= Passage shown =
::::::::::

Feeding the 5,000 ... a modern Greek Orthodox icon
Patrick Comerford
Sunday 29 July 2012, the Eighth Sunday after Trinity
10 am, Saint John’s Church, Monkstown, Co Cork
Choral Eucharist 180th Anniversary Service, with Monkstown Chamber Choir
2 Samuel 11: 1-15; Psalm 14; Ephesians 3: 14-21; John 6: 1-21
May I speak to you in the name of + the Father, and of the Son, and of the Holy Spirit, Amen.
We all love anniversaries and parties.
If, like me, you are a daily user of Google as a search engine on the internet, you have come to enjoy the humorous “Google Doodles” which cover a variety of anniversaries, no matter how obscure.
During July, these anniversary doodles have marked:
● Amelia Earhart’s 115th birthday
● Santos Dumont’s 139th birthday
● Gustav Klimt’s 150th birthday
● José María Velasco’s 172nd birthday
Who knows who Santos Dumont is?
Why celebrate a 172nd birthday? Or a 180th anniversary?
But birthdays, baptisms, weddings, anniversaries, graduations, retirements – we all enjoy a good party. Why, if we allow ourselves to admit the truth, we even enjoy the afters at funerals.
Parties affirm who we are, where we fit within the family, and mark the rhythm of life and the continuity of community.
It is not only the eating or the drinking. It is very difficult to sit beside someone at the same table after a funeral, or to stand beside someone at the bar at a wedding, and not to end up getting to know them and – as we say in Ireland – “their seed, breed and generation.”
Even though Saint Paul in our Epistle reading this morning alludes to the fact that there are different families, he reminds us that there is a unique way in which we, as Christians, are members of the same family, a particular family, the Church, the family of God.
Families share names, share stories, share memories, share identities, share anniversaries. And that is not all in the past. These celebrations allow us to express and share our hopes for the future too ... is that not what baptisms and weddings are about in every family – hope for the future, hope for life itself?

::::::::::

= Items =
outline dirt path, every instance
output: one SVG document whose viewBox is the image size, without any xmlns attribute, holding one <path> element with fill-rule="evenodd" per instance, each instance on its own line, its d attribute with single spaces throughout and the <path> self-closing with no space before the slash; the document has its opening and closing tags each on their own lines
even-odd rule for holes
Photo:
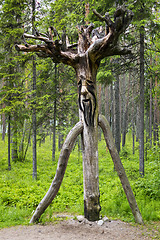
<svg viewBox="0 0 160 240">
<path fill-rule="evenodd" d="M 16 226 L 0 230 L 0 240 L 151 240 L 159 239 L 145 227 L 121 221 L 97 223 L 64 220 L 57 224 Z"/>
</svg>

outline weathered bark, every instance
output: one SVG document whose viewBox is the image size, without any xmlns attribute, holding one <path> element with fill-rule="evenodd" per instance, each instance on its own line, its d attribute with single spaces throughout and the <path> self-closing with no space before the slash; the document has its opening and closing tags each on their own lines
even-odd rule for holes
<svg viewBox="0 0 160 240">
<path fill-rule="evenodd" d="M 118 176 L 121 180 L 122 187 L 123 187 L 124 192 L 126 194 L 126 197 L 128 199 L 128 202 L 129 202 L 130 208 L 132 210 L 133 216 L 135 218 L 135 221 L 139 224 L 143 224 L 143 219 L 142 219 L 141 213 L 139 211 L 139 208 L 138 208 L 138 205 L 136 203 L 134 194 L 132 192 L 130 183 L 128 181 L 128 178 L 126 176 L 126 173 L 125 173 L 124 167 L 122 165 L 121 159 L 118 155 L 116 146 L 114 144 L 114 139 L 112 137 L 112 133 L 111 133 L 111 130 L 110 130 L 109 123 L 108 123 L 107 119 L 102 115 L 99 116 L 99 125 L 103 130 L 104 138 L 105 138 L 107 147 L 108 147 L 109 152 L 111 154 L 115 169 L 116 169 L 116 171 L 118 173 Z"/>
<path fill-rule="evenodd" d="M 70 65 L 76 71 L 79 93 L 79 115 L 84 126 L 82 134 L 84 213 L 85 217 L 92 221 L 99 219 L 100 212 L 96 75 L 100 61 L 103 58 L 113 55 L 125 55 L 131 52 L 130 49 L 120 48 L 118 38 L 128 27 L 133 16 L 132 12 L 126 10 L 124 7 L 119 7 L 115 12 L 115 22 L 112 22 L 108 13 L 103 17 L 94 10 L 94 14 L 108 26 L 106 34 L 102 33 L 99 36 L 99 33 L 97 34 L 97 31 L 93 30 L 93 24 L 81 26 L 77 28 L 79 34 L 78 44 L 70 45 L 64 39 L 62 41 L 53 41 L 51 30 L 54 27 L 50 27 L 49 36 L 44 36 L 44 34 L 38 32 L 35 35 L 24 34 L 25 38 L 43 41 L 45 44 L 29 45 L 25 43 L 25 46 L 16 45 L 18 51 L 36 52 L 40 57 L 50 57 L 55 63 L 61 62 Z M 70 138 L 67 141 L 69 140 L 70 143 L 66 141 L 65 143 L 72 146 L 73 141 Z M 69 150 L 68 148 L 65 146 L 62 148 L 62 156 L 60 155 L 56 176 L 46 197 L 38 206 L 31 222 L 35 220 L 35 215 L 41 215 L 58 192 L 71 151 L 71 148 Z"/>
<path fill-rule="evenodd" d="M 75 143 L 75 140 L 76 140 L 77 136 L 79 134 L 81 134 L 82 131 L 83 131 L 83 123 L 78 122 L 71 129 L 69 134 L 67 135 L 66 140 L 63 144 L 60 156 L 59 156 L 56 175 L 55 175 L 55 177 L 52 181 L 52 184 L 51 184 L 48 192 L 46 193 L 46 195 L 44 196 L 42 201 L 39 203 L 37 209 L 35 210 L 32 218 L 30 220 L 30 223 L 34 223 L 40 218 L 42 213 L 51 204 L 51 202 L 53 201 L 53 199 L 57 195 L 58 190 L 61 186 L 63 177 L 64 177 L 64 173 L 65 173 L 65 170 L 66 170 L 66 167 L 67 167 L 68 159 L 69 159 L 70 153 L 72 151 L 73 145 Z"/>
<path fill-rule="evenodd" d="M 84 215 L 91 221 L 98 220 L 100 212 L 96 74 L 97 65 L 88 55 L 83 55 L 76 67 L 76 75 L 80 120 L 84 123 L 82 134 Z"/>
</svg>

::::::::::

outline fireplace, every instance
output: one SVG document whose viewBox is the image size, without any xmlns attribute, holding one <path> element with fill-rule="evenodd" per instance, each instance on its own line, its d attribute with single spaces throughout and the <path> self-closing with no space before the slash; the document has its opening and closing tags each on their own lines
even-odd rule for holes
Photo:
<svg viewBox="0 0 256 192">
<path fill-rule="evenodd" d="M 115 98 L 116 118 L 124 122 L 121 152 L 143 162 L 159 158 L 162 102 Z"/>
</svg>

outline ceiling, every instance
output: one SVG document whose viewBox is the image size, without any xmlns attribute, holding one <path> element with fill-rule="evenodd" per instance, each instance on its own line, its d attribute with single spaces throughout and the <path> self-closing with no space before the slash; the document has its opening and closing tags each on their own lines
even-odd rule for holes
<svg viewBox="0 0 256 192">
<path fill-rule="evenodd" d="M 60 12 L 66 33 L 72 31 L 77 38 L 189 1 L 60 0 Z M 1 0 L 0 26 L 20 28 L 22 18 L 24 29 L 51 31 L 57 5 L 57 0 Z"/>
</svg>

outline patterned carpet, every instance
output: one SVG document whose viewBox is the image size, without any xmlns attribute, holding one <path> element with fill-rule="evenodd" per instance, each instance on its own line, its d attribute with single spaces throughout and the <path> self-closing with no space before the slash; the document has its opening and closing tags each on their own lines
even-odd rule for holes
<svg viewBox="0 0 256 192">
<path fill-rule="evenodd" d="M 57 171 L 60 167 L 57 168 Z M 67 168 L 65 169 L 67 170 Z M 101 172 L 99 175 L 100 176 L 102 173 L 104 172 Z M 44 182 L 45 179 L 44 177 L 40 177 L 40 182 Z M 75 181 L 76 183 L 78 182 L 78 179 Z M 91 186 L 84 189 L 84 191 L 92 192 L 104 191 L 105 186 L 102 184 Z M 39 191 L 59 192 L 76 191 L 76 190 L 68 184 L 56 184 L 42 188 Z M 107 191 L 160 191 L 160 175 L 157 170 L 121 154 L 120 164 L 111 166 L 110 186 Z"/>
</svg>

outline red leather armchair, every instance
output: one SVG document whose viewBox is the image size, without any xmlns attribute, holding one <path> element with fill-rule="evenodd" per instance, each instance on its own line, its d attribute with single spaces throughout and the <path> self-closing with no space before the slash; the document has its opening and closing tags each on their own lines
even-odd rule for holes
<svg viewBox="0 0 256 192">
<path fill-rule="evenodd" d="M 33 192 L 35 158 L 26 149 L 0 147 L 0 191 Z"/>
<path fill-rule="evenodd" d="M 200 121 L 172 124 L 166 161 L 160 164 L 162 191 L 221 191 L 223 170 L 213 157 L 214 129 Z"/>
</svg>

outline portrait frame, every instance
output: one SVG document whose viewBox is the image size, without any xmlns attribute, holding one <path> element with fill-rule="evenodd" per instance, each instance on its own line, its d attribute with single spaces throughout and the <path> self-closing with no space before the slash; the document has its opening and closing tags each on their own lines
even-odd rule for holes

::::::::::

= Tasks =
1. Reproduce the sermon from "We all love" to "Santos Dumont is?", switching "birthday" to "birth anniversary" throughout.
2. Answer these questions about the sermon:
(a) In which church was the service held?
(b) Whose 150th birthday did a July doodle mark?
(c) What family does Saint Paul remind Christians they belong to?
The records were taken from a different source than the sermon.

= Results of the exercise =
1.
We all love anniversaries and parties.
If, like me, you are a daily user of Google as a search engine on the internet, you have come to enjoy the humorous “Google Doodles” which cover a variety of anniversaries, no matter how obscure.
During July, these anniversary doodles have marked:
● Amelia Earhart’s 115th birth anniversary
● Santos Dumont’s 139th birth anniversary
● Gustav Klimt’s 150th birth anniversary
● José María Velasco’s 172nd birth anniversary
Who knows who Santos Dumont is?

2.
(a) Saint John’s Church, Monkstown, Co Cork
(b) Gustav Klimt’s
(c) The Church, the family of God